**CONSIGNE 1**
D'après la page sur la renonciation à une succession, à quel âge moyen un Français hérite-t-il désormais ?

**PAGE**
Abdication : God save the représentation ?

Patrimoine
05.25.2023
3 Minutes

L’âge moyen auquel un Français hérite a reculé pour s’établir à 50 ans. L’héritier du XXIème siècle est donc une personne déjà établie et qui commence à anticiper la transmission de son propre patrimoine. 

La renonciation consiste pour un héritier à abandonner ses droits sur une succession. Cet acte est purement abdicatif, il emporte des conséquences juridiques et fiscales. 

Sur le plan juridique, la part du renonçant reviendra à ses représentants, c’est-à-dire ses descendants en ligne directe, à défaut ses collatéraux privilégiés (frères et sœurs ou leurs enfants). 

La représentation ne fonctionne pas en présence d’un enfant unique renonçant. Ses descendants viennent à la succession de leur propre chef.

**CONSIGNE 2**
Repérez dans les entrées chaque ligne où figure la chaîne « Target », puis recopiez-les toutes.

**ENTRÉES ENREGISTRÉES**
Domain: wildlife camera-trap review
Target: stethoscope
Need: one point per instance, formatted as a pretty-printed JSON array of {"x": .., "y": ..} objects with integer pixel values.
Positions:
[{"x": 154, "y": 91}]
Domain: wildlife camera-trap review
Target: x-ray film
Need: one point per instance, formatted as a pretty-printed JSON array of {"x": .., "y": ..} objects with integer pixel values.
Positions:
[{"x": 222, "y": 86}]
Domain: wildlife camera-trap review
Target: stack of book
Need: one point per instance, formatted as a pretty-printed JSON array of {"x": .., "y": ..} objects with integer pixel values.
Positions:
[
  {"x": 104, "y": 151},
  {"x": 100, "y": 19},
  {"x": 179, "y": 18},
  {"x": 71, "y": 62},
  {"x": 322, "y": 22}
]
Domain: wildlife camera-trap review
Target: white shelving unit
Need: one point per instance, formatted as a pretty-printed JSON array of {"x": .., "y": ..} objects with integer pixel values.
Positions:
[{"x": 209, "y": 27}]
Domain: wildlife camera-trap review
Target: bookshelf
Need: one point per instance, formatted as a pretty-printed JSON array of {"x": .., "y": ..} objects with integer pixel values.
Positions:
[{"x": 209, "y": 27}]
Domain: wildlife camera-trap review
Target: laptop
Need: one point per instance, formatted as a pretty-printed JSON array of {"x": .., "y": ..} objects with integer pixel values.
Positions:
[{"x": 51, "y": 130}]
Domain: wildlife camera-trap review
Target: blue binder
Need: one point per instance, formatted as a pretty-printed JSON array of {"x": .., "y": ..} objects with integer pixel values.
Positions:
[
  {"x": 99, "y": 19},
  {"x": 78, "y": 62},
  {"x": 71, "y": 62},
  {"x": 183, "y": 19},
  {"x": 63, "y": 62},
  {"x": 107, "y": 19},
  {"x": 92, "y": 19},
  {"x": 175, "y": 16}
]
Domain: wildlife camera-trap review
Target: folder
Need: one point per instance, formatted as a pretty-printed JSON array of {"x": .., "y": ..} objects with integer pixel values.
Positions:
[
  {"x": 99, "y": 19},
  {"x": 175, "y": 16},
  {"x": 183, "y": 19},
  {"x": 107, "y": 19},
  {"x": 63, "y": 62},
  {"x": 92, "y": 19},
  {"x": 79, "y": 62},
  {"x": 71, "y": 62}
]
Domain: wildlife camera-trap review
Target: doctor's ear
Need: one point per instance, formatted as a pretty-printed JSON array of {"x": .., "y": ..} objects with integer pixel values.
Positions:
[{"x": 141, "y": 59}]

**RÉPONSE RÉDIGÉE 1**
À 50 ans.

**RÉPONSE RÉDIGÉE 2**
Target: stethoscope
Target: x-ray film
Target: stack of book
Target: white shelving unit
Target: bookshelf
Target: laptop
Target: blue binder
Target: folder
Target: doctor's ear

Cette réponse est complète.